• _Task description_:
Continue the exhibition text about the museum's new acquisitions, starting right after its last sentence.

---------- Quoted passage

Morris David Dorenfeld, 
Tapestry #115, 2011
Wool weft and linen wrap
69" x 46"

October 24, 2024 – March 15, 2025

Do you know that Bates Museum of Art is actively collecting many types of artwork to preserve, display, and engage with here at the college–adding to our 8,000+ objects? Join us to view a rotating exhibition focusing on select new acquisitions to the collection that expand and diversify our holdings, and serve the wide-range of interests and expertises at Bates College and beyond.  

Curatorial and Exhibition Interns: Lola Buczkowski; Keira January

Schedule:

ARRAY Part I: Jeffrey Gibson and Sarah Rowe, October 24 – December 21

ARRAY Part II: January 8 – February 15, 2025: Morris David Dorenfeld, January 8 – February 15

ARRAY Part III: Mary A. Armstrong and Carol Chase Bjerke, February 24 – March 15

____________________

February 24 – March 15, 2025

Paintings by Mary A. Armstrong and mixed-media works by Carol Chase Bjerke

For the final focus into our recent acquisitions in the ARRAY exhibition, we are featuring two women with strong ties to New England. Active around the same periods, both Armstrong and Bjerke felt a deep connection with the natural world, which melded with their personal and artistic lives and experiences. Both artists had long, active careers, but did not break into the mainstream art world.

Mary A. Armstrong (1948 – 2020) was a Boston and Maine-based painter known for her ethereal landscapes, intertwining both the imaginary and real. Her oil paintings inspired by nature and memory are known to break out onto the frame. In 1972, Armstrong received her BFA from Boston University and, in 1977, she attended the Skowhegan School of Painting & Sculpture in Maine. From 1989 to 2019, she was an adjunct professor at Boston College’s Department of Art, Art History, and Film, leaving time for her to paint and exhibit around America. Armstrong’s characteristic seascapes are rendered through a dream-like sensibility, highlighting the beautiful and unpredictable nature of expanses of water.

Carol Chase Bjerke (1943 – 2022) was a visual artist and educator whose work was anchored in both personal experience and the natural world. Experimenting throughout a wide breadth of media–including photography, book arts, and collage–the artist blended traditional and experimental techniques. The many places Bjerke lived affected her work, especially Michigan where she completed her undergraduate degree in graphic design and graduate studies in design and photography at Central Michigan University, Mt. Pleasant. Throughout her travels, Bjerke tracked and mapped landscape as a means of rooting herself in unfamiliar places or remembering the ones she left behind.


January 8 – February 15, 2025

Three works by Morris David Dorenfeld (1937-2023)

Known today for his abstract, brilliantly-colored tapestries, Dorenfeld began as an oil painter who studied at the School of the Art Institute of Chicago and the Arts Student League in New York until he discovered an abandoned loom in an empty farmhouse attic. Minimalist forms and a bold use of color became central elements to his tapestries, which were indicative of his practice of “painting in fiber,” according to the artist.

--------------------
---------- Extracted records

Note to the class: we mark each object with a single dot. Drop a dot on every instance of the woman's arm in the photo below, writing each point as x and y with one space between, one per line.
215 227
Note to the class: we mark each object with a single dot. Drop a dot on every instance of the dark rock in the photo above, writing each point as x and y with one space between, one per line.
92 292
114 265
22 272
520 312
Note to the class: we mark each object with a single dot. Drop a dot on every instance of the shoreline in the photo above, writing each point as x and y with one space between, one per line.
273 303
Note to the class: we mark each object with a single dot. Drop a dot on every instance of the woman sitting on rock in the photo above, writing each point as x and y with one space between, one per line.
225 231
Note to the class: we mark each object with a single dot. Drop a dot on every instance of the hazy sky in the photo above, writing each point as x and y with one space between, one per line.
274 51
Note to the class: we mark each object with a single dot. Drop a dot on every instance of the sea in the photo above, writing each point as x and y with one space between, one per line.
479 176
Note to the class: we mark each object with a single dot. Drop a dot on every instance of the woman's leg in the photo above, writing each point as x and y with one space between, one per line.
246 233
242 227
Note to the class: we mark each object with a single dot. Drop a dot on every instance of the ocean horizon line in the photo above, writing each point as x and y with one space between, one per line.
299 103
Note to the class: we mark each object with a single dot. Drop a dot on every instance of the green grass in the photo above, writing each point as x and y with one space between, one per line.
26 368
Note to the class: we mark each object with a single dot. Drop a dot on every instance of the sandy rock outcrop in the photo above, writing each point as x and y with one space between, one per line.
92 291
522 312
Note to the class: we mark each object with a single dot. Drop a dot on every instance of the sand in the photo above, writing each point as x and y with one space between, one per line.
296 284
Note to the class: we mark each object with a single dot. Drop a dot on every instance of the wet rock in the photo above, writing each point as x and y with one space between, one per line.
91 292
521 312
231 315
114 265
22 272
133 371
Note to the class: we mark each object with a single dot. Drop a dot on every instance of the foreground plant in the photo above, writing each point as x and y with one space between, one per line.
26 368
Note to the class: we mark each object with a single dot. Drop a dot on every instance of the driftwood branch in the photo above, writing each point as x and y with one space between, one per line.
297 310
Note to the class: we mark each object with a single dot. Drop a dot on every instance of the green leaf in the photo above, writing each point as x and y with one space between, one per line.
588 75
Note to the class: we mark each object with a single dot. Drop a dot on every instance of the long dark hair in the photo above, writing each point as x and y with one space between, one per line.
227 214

--------------------

• _Final answer_:
Living in mid-coast Maine since 1978, Dorenfeld drew inspiration from his life events and the landscapes around him, ultimately making 146 abstract tapestries within 13 series over four decades. The three works on view span from the early 1990s to 2020, serving as a small sample of his various series that investigate color theory, horizontality, shape, contrast, and movement through the woven form.


October 24 – December 21, 2024

Jeffrey Gibson, I Feel Real When You Hold Me, 2024
Sarah Rowe, Heyoka, 2019

The museum is pleased to exhibit a large textile by Jeffrey Gibson and a woodblock print by Sarah Rowe. 

Jeffrey Gibson, who is a member of the Mississippi Band of Choctaw Indians and of Cherokee descent, is the first Indigenous artist selected to present a solo exhibition at the United States pavilion in the 2024 Venice Biennale. The museum’s display of I Feel Real When You Hold Me coincides with Gibson’s exhibition The Space in Which to Place Me on view at the Biennale through November 24. The origins of this blanket design grew out of a flag that the artist designed for a performance in 2021. The text, “I feel real when you hold me” is in the artist’s handwriting. 

Gibson (b. 1972) earned his Bachelor of Fine Arts degree in 1995 from the School of the Art Institute of Chicago and his Master of Fine Arts from the Royal College of Art in London. His work is collected by Crystal Bridges Museum of American Art in Bentonville, Arkansas; Denver Art Museum in Colorado; Museum of Fine Arts in Boston, Massachusetts; Smithsonian Institution, National Museum of the American Indian in Washington DC; and the Whitney Museum of American Art in New York City, among many others.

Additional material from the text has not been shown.